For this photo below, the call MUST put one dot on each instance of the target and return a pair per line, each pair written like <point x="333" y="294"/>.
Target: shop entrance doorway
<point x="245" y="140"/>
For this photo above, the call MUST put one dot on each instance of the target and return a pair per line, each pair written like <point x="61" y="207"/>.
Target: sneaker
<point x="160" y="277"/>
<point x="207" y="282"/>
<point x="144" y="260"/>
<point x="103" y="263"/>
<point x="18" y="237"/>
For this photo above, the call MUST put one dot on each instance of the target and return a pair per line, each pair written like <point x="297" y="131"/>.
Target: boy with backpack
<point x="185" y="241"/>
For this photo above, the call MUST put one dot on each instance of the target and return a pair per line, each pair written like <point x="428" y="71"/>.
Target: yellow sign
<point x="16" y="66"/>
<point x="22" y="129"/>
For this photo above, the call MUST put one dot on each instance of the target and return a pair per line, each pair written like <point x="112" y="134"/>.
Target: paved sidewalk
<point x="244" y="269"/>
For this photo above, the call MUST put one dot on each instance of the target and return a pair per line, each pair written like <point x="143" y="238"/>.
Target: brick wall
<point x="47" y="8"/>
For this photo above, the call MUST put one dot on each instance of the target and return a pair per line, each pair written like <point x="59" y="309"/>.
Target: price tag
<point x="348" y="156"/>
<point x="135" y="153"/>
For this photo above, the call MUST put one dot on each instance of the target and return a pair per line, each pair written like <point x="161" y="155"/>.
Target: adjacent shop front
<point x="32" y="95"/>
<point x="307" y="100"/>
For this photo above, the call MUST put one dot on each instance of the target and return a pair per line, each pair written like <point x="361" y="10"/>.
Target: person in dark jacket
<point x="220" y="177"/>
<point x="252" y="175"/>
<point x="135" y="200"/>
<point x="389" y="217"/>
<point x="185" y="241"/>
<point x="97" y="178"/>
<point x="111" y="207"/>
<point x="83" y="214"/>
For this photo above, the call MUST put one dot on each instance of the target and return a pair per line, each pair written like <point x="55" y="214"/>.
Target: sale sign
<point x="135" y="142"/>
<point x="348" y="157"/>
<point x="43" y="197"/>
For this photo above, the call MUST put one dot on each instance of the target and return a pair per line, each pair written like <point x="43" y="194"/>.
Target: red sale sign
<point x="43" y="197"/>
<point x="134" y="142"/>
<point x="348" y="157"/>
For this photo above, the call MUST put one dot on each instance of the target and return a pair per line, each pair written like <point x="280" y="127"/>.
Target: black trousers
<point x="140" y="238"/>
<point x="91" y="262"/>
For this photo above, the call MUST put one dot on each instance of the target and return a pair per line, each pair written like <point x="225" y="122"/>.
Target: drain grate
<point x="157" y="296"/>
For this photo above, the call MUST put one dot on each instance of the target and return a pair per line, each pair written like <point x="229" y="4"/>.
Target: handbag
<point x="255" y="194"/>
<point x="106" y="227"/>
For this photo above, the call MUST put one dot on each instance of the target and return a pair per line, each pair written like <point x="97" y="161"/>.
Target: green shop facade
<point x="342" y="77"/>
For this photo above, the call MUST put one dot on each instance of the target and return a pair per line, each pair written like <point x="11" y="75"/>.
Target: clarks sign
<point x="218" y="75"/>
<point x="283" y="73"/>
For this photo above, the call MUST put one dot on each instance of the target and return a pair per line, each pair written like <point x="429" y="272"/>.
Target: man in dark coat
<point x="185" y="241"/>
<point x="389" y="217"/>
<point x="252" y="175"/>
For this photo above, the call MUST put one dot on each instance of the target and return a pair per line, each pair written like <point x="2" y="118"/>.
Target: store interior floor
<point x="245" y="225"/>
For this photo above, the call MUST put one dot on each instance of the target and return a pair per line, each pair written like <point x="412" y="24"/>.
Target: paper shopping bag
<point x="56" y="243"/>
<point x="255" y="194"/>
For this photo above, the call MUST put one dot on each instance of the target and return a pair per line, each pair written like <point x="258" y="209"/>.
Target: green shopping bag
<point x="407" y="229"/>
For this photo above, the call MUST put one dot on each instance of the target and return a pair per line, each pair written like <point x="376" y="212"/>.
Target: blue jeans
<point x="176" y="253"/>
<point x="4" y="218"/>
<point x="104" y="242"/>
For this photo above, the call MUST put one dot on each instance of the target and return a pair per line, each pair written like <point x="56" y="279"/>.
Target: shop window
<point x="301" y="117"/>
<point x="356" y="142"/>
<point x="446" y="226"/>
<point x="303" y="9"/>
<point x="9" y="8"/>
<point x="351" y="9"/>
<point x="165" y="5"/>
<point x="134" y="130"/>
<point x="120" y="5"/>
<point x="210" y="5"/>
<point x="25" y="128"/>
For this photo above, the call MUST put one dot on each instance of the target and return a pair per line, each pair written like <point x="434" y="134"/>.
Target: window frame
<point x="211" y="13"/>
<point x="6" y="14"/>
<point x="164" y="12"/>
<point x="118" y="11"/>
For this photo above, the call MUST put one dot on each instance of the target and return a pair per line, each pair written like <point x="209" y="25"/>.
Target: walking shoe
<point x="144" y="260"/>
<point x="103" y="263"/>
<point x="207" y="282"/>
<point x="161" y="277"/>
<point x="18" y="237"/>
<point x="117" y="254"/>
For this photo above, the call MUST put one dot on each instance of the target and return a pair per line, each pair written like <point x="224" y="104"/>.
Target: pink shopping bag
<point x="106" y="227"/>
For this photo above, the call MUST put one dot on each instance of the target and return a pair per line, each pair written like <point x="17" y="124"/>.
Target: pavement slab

*Task requirements*: Filter the lines above, keeping every line that contains the word "shopping", and copy each kept line.

*Solution to this exercise*:
Target: paper shopping bag
Target: green shopping bag
Target: pink shopping bag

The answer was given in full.